Point-per-instance localization data:
────
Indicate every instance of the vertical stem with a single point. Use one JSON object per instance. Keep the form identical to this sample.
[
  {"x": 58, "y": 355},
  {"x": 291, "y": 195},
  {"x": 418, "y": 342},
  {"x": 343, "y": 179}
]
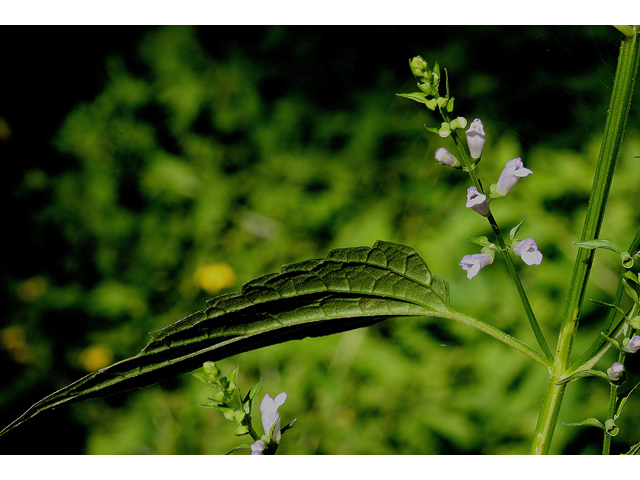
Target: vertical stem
────
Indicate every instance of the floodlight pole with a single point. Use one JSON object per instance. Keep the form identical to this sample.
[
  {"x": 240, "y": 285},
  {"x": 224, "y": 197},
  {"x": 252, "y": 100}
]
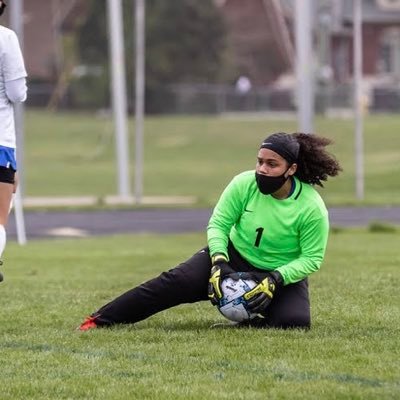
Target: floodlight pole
────
▶ **Task**:
The answer is a number alone: how many lines of the data contain the string "Indicate"?

▶ **Answer space**:
2